Friday, 28 September 2012

Circus tents and flying elephants

I love having something finished. After weeks // months of designing, drawing, planning, sourcing, making, fiddling, tweaking, pricing and photographing, putting it out there in the world is a tiny bit nerve-racking too.

And today, I've have not one but two new lampshades in my shop.

They're made from specially coated parchment paper, which lets a mellow light seep through but keeps the pattern crisp. They'll be available in linen very soon too.

The first new lampshade is called Circus Tents and shows the canvas delights of the Butterscotch & Beesting Circus in corals, mints, teals and sunshine yellow sitting on a background of grey and white triangles. The triangles are the flags that fly above Betty and Bumblewick's magical world.



The second new lampshade is called Flying Elephants.




The repeat pattern on the shade shows Heidi LaLarge (as you may already know, Heidi is an elephant with exquisite panache on the highwire) flying across the circus big top. Like the Heidi Cushion, this print is inspired by an Art Deco pattern by Marion Dorn called Avis. Instead of Avis' doves, though, my version has airborne elephants. Naturally.

I love the lampbase in the Flying Elephants shot. It's an old Saxbo piece from the 1960s that my mum found in her cellar. (Why doesn't mine cellar hide any antique gems?) My mum is a professional ceramist, and we're working together to make a porcelain lampbase that can coordinate with the shades, using this beautiful bit of Danish Modernism as inspiration. I'll keep you posted.

In the meantime, both lampshades are available from my shop. And if you want to see them in person, there's a list of upcoming events on my website, starting at the Pretty Dandy Flea in Nottingham.

Monday, 24 September 2012

Rainy-day baking

My sister came to visit us yesterday and since then it hasn't stopped raining. Every time we stepped out of the door it felt like someone tipped a bucket of water over our heads. So we turned on the radiators, hung our wet socks up to dry and took out the jigsaw puzzles. After the fifth puzzle, we wondered if a batch of chocolate brownies might banish the rain-sodden blues.

I wanted to make celebration brownies from an ever-so-delicious London Bakes recipe (just one of 11 brownies recipes on my favourite food blog ... which is quite possibly why it's my favourite). We were all out of Celebrations though and someone had eaten the last Mars Bar, so we used digestive biscuits and raspberries from my mum's allotment instead.*

* I know that adding fruit to baking doesn't really make it healthy, but even the hint that it's there makes me feel so much better when I've eaten my own body size in cake.










We measured, mixed, cracked eggs, sifted, licked and washed up in our steamy yellow and grey kitchen. And it didn't stop raining once.

PS. These are my sister's photos. Not mine. I was too busy licking the bowl and thinking about raspberries to reach for my camera.





Sunday, 23 September 2012

Post Renegade

I'm still collected my photos together from the Renegade Craft Fair as well as taking photos of my new work and updating the shop. So until I've got myself organised, you can read more about the fair and even a bit about my stall on Decor8 and Bright.Bazaar. I love both these blogs, so I was over the moon to see Butterscotch + Beesting among their beautiful, bright photographs.

▶ _Source excerpt_:

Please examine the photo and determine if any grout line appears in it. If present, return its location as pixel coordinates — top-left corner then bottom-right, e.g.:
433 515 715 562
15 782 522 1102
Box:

▶ _What you need to do_:
**a.** In the blog, why did the brownies end up made with digestive biscuits and raspberries? Explain in one to three sentences.
**b.** Copy the blog word for word from "The first new" to "Bumblewick's magical world.".
**c.** In the blog, which Art Deco pattern inspired the Flying Elephants print, and who designed it?

▶ _Answers for the exercise_:
**a.** The brownies were meant to follow a celebration brownies recipe, but there were no Celebrations left and someone had eaten the last Mars Bar. So digestive biscuits and raspberries from the writer's mum's allotment were used instead.

**b.**
The first new lampshade is called Circus Tents and shows the canvas delights of the Butterscotch & Beesting Circus in corals, mints, teals and sunshine yellow sitting on a background of grey and white triangles. The triangles are the flags that fly above Betty and Bumblewick's magical world.

**c.** It was inspired by a pattern called Avis, designed by Marion Dorn.